Quote the entries word for word, starting at the line containing "find the woman" and continuing through the end of the entries, both ends included.

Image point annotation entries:
%%

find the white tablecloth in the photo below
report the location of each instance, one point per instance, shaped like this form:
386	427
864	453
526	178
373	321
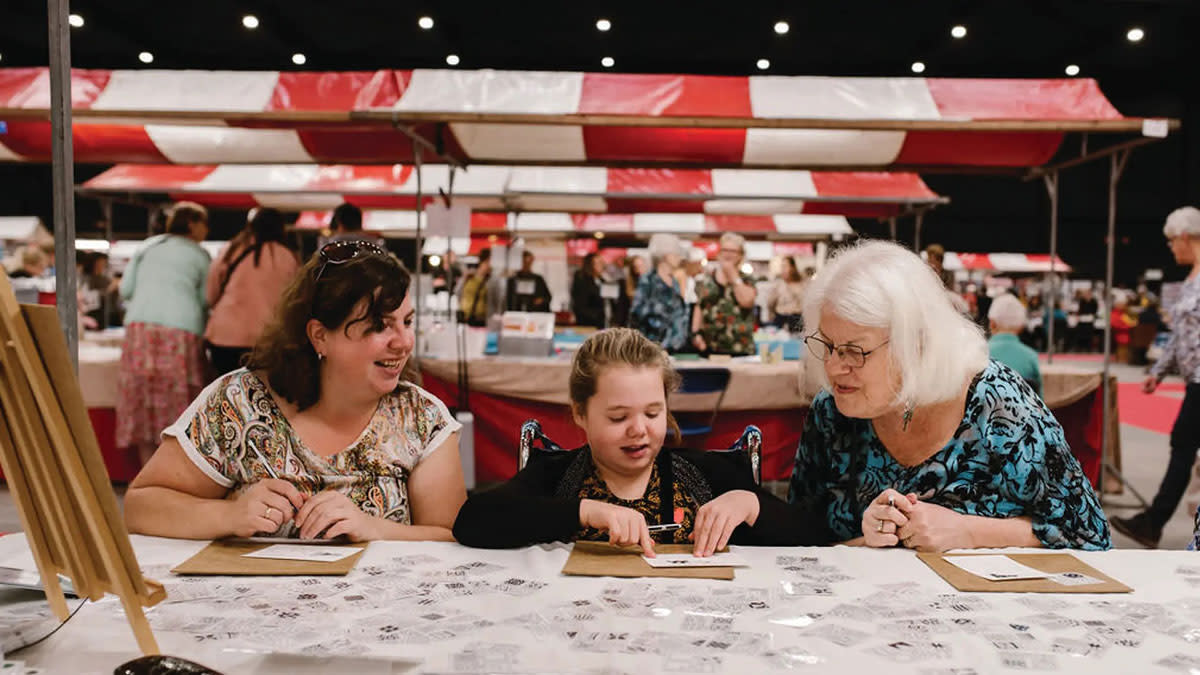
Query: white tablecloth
467	610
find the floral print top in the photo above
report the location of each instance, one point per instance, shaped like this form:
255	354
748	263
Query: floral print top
237	435
1182	351
726	327
659	311
1007	459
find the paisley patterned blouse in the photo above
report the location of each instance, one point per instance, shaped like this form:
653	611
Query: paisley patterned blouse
237	435
1007	459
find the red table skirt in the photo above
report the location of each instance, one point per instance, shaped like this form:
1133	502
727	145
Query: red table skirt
498	426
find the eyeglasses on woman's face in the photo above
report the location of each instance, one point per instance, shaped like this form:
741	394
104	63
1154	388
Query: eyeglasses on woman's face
850	354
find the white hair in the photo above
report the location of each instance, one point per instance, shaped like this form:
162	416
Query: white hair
877	284
1008	312
663	245
1183	221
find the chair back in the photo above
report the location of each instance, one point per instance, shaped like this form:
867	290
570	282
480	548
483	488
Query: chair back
703	381
748	447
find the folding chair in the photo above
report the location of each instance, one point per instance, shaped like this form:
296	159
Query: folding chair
535	443
702	381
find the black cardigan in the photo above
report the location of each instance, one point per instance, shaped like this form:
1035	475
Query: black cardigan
534	508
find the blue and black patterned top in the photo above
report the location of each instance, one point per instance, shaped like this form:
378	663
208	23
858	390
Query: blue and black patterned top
659	311
1007	459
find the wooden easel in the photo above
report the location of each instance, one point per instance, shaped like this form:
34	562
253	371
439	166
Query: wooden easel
57	475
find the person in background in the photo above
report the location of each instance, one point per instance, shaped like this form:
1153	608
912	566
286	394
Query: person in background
162	360
526	290
346	225
1007	317
319	436
786	298
1085	328
587	304
244	286
723	321
1181	356
473	299
627	290
34	263
935	256
448	274
659	310
625	478
918	438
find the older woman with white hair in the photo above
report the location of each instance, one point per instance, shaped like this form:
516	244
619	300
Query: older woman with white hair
1007	318
1181	356
723	321
659	310
918	438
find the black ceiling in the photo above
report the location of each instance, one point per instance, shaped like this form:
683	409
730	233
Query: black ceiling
1156	77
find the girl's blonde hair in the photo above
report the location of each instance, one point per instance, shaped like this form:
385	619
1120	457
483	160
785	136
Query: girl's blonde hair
618	346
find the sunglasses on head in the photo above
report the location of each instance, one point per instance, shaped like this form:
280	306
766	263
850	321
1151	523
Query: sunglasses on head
337	252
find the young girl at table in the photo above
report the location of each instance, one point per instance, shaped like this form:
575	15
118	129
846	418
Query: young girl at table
321	436
623	479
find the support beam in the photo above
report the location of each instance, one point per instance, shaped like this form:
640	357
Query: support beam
1051	183
64	174
1116	167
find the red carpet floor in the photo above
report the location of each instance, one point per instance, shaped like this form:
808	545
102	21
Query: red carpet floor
1152	412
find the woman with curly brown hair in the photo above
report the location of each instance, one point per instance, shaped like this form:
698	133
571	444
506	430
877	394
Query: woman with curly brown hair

%%

COMPLETE OUTPUT:
find the woman with curly brown hair in the photo above
report the location of each instance, one point per instance, shaped like this form:
698	133
571	444
506	430
877	394
Query: woman with curly brown hair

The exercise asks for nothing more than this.